The task: Without changing a single character, write out every record below.

*****

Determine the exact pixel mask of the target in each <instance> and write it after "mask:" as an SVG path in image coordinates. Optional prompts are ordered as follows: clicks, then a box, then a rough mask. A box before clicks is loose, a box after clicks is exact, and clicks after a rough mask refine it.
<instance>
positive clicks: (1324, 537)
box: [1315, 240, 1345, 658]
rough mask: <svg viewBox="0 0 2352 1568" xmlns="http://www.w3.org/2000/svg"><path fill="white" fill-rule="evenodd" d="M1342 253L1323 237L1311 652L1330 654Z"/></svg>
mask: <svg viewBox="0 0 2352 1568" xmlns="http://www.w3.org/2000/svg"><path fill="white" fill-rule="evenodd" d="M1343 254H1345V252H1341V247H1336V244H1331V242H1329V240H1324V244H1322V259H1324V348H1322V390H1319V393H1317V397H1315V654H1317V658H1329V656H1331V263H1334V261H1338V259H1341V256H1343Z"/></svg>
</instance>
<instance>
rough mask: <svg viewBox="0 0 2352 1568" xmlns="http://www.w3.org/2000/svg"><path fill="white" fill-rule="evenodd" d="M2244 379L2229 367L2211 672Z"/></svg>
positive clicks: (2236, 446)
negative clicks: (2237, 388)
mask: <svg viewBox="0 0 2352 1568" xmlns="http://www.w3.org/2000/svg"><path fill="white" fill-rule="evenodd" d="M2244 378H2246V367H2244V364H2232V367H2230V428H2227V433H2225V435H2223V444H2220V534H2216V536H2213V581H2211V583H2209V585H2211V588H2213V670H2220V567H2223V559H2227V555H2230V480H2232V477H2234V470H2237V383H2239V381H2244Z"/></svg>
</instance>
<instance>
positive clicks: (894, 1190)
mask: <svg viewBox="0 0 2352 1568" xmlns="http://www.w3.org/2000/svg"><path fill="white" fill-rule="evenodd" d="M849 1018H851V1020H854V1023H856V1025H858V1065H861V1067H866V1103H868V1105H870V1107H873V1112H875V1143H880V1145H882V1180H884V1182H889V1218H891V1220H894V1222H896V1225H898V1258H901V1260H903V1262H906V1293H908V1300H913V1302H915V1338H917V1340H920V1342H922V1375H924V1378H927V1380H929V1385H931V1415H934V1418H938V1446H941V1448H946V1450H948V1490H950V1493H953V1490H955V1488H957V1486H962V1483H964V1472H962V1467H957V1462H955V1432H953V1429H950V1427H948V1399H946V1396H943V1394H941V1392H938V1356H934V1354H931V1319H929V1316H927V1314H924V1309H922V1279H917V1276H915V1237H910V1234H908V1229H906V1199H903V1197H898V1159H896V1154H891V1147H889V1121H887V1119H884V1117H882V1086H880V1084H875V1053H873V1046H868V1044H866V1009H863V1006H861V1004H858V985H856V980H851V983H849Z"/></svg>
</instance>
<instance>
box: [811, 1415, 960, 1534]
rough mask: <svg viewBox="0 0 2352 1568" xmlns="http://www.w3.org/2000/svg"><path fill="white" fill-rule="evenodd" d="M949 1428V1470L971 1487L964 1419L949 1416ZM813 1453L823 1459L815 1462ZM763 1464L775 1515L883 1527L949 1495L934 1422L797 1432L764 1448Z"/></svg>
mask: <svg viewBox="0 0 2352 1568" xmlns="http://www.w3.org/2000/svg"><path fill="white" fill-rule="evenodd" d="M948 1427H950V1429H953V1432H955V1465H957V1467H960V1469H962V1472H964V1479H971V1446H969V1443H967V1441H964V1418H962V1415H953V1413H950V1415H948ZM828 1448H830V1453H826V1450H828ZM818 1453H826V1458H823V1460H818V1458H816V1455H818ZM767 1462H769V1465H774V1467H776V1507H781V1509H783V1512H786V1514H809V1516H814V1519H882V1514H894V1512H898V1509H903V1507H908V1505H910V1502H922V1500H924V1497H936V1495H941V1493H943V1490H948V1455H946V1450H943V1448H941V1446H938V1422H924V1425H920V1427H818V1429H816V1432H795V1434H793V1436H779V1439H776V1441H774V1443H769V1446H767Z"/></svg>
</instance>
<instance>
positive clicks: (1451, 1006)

*****

Solved exercise:
Determine the exact pixel mask of the target in each <instance> and write it after "mask:" as an SVG path in image coordinates. Optional prompts are ordered as follows: clicks, then a box, then a rough mask. A box before clicks is loose, a box after clicks is exact, and clicks after a rough mask refine it.
<instance>
positive clicks: (1324, 537)
box: [1315, 240, 1345, 658]
rough mask: <svg viewBox="0 0 2352 1568" xmlns="http://www.w3.org/2000/svg"><path fill="white" fill-rule="evenodd" d="M1342 253L1323 237L1311 652L1330 654Z"/></svg>
mask: <svg viewBox="0 0 2352 1568" xmlns="http://www.w3.org/2000/svg"><path fill="white" fill-rule="evenodd" d="M1343 254H1345V252H1341V247H1336V244H1331V242H1329V240H1324V244H1322V259H1324V348H1322V390H1319V393H1317V397H1315V654H1317V658H1329V656H1331V263H1334V261H1338V259H1341V256H1343Z"/></svg>
</instance>
<instance>
rough mask: <svg viewBox="0 0 2352 1568" xmlns="http://www.w3.org/2000/svg"><path fill="white" fill-rule="evenodd" d="M2244 379L2229 367L2211 672Z"/></svg>
positive clicks: (2236, 446)
negative clicks: (2237, 388)
mask: <svg viewBox="0 0 2352 1568" xmlns="http://www.w3.org/2000/svg"><path fill="white" fill-rule="evenodd" d="M2244 378H2246V367H2244V364H2232V367H2230V428H2227V433H2225V435H2223V444H2220V534H2216V536H2213V581H2211V583H2209V585H2211V588H2213V670H2220V567H2223V559H2227V555H2230V480H2232V477H2234V470H2237V383H2239V381H2244Z"/></svg>
</instance>
<instance>
positive clicks: (894, 1190)
mask: <svg viewBox="0 0 2352 1568" xmlns="http://www.w3.org/2000/svg"><path fill="white" fill-rule="evenodd" d="M849 1018H851V1020H854V1023H856V1025H858V1065H861V1067H866V1103H868V1105H870V1107H873V1112H875V1143H880V1145H882V1180H884V1182H889V1218H891V1220H894V1222H896V1225H898V1258H901V1260H903V1262H906V1293H908V1300H913V1302H915V1338H917V1340H920V1342H922V1375H924V1378H927V1380H929V1385H931V1415H934V1418H938V1446H941V1448H946V1450H948V1490H950V1493H953V1490H955V1488H957V1486H962V1483H964V1472H962V1467H957V1462H955V1432H953V1429H950V1427H948V1399H946V1396H943V1394H941V1392H938V1356H934V1354H931V1319H929V1316H927V1314H924V1309H922V1279H917V1276H915V1237H910V1234H908V1229H906V1199H903V1197H898V1159H896V1154H891V1147H889V1121H887V1119H884V1117H882V1086H880V1084H875V1053H873V1046H868V1044H866V1009H863V1006H861V1004H858V985H856V980H851V983H849Z"/></svg>
</instance>
<instance>
box: [811, 1415, 960, 1534]
rough mask: <svg viewBox="0 0 2352 1568" xmlns="http://www.w3.org/2000/svg"><path fill="white" fill-rule="evenodd" d="M949 1428V1470L971 1487L964 1419L949 1416ZM813 1453L823 1459L815 1462ZM763 1464L775 1515L883 1527L949 1495L934 1422L797 1432L764 1448Z"/></svg>
mask: <svg viewBox="0 0 2352 1568" xmlns="http://www.w3.org/2000/svg"><path fill="white" fill-rule="evenodd" d="M948 1427H950V1429H953V1432H955V1465H957V1467H960V1469H962V1472H964V1479H971V1446H969V1443H967V1441H964V1418H962V1415H953V1413H950V1415H948ZM828 1448H830V1453H826V1450H828ZM818 1453H826V1458H823V1460H818V1458H816V1455H818ZM767 1462H769V1465H774V1467H776V1507H781V1509H783V1512H786V1514H809V1516H814V1519H882V1514H894V1512H898V1509H903V1507H908V1505H910V1502H922V1500H924V1497H936V1495H941V1493H943V1490H948V1455H946V1450H943V1448H941V1446H938V1422H924V1425H920V1427H818V1429H816V1432H795V1434H793V1436H779V1439H776V1441H774V1443H769V1446H767Z"/></svg>
</instance>
<instance>
positive clicks: (1451, 1006)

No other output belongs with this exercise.